* **Passage fourni**:
-=-=-=-=-
En gros, les Allemands avaient tout le loisir de penser – quand les autres peuples, eux, étaient occupés à agir. Marx explique cela avec un sarcasme impitoyable contre les bourgeois et les petits-bourgeois allemands, mais son propos est aussi très sérieux et très juste : en un sens, la supériorité philosophique des Allemands était liée, dialectiquement, à leur retard économique, social et politique.
Au début des années 1840, Marx est donc un jeune homme exceptionnellement doué, qui a lu et compris Hegel, qui est donc armé de ce qui se fait de mieux en philosophie, mais qui aspire à ce que la pensée descende dans la rue et transforme le monde. C’est déjà très clair dès ses premiers articles – qui brûlent d’une véritable flamme révolutionnaire, d’une haine profonde non seulement contre l’oppression politique, contre la monarchie prussienne, mais aussi contre l’oppression et l’exploitation des masses paysannes et ouvrières.
J’insiste sur ce point, car il est évident que Marx n’a jamais été un penseur académique. Chez lui, la théorie n’a jamais été une fin en soi ; il l’a toujours conçue comme un « guide pour l’action » (la formule est d’Engels). C’était vrai même lorsque Marx n’avait pas encore identifié clairement l’action à mener – et donc, corrélativement, lorsque sa théorie était encore confuse, inachevée.
-=-=-=-=-
* **Extrait des données**:
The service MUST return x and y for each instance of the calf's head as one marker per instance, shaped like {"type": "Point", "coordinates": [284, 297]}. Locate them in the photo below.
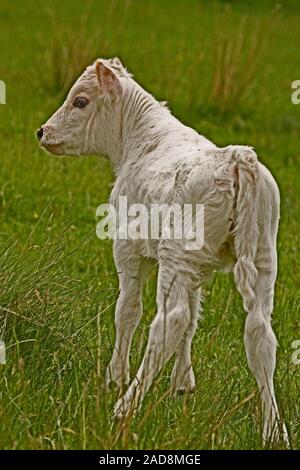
{"type": "Point", "coordinates": [90, 113]}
-=-=-=-=-
* **Tâche requise A**: Traduisez en anglais la phrase suivante du texte sur Marx : « J’insiste sur ce point, car il est évident que Marx n’a jamais été un penseur académique. »
* **Tâche requise B**: Reproduisez à l'identique le passage du texte sur Marx qui commence par « Au début des » et se poursuit jusqu'à « paysannes et ouvrières. ».
* **Tâche requise C**: Prolongez le texte sur Marx au-delà de sa dernière phrase.
Les données ci-dessus n'ont aucun rapport avec le texte sur Marx.

* **Réponse finale A**: I emphasize this point, because it is obvious that Marx was never an academic thinker.

* **Réponse finale B**:
Au début des années 1840, Marx est donc un jeune homme exceptionnellement doué, qui a lu et compris Hegel, qui est donc armé de ce qui se fait de mieux en philosophie, mais qui aspire à ce que la pensée descende dans la rue et transforme le monde. C’est déjà très clair dès ses premiers articles – qui brûlent d’une véritable flamme révolutionnaire, d’une haine profonde non seulement contre l’oppression politique, contre la monarchie prussienne, mais aussi contre l’oppression et l’exploitation des masses paysannes et ouvrières.

* **Réponse finale C**:
Toute l’œuvre du jeune Marx témoigne de cette tension entre la théorie et la pratique – entre la révolte contre l’ordre établi et la recherche de la théorie qui permettra de changer le monde. En 1845, dans la plus célèbre des « thèses sur Feuerbach », Marx proclame qu’il importe à la philosophie de transformer le monde, et non plus seulement de l’interpréter. Mais cette thèse n’est pas arrivée dans l’esprit de Marx, en 1845, comme la conclusion soudaine de recherches purement théoriques. En fait, cette idée était déjà présente dans les œuvres d’avant 1845 ; et cette idée, cette exigence, ne quittera jamais la production théorique de Marx.
Les Jeunes hégéliens
Dès lors, le jeune Marx a tout naturellement pris place parmi les « hégéliens de gauche », qu’on appelait aussi les « Jeunes hégéliens ». Ces jeunes intellectuels – dont David Strauss, Arnold Ruge, Bruno Bauer – refusaient d’abandonner la philosophie de Hegel aux chantres de la monarchie prussienne, qui ne se privaient pas d’exploiter l’idéalisme hégélien pour sanctifier le régime prussien.
Les Jeunes hégéliens s’appuyaient sur la philosophie de leur maître pour défendre un point de vue libéral, et notamment pour attaquer les idées de l’Eglise. La philosophie de Hegel s’y prêtait bien, à condition d’exploiter sa dimension la plus révolutionnaire, sa dimension dialectique, face à laquelle aucune autorité céleste ou terrestre ne peut prétendre à la pérennité absolue.
Il suffisait d’inscrire l’ordre établi prussien – politique et religieux – dans le processus dialectique de l’histoire pour démontrer qu’il était voué à disparaître et à céder la place à un ordre social supérieur, plus juste et plus démocratique.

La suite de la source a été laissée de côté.